[Rows from a dataset]
***

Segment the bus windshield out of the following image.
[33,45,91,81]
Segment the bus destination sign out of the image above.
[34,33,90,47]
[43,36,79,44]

***

Task statement = Extract every line from the rows above and reproduce each one verbatim.

Answer to this task =
Segment the bus windshield out of the following image.
[33,45,91,81]
Segment the bus destination sign out of the image above.
[34,33,90,47]
[43,36,79,44]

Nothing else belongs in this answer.